▶ _Exercise requirements_: Gather every row below that contains the word "rail" and copy each one out in full. Only matches with the same letter case count.

--- Begin Input material ---

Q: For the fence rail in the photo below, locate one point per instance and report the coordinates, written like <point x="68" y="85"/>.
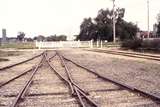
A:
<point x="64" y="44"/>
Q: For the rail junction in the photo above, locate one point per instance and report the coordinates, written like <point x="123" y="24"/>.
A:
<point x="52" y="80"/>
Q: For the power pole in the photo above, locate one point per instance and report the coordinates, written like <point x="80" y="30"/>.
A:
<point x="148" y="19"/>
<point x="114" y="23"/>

--- End Input material ---
--- Begin Input material ---

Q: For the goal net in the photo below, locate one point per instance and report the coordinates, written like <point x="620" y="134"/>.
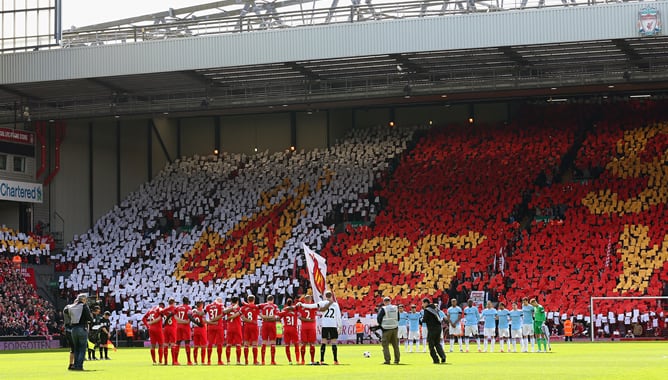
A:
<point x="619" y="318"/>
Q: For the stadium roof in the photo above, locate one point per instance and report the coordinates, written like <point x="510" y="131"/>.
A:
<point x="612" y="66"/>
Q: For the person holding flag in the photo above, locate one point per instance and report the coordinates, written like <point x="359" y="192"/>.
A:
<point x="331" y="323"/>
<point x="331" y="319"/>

--- End Input material ---
--- Begin Input material ---

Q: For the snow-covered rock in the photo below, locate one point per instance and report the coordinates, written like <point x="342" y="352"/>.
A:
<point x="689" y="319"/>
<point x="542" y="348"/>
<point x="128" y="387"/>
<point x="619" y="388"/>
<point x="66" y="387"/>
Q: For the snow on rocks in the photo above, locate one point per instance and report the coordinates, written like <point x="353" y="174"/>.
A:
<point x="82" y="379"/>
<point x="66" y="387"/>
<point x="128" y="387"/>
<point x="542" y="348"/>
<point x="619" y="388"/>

--- End Input material ---

▶ _Result of this task_:
Q: For the fence rail in the photo below, locate one point per instance and report the coordinates, written like <point x="68" y="85"/>.
Q: For the rail junction in the photo above, locate one point per instance and report the coordinates, written like <point x="123" y="24"/>.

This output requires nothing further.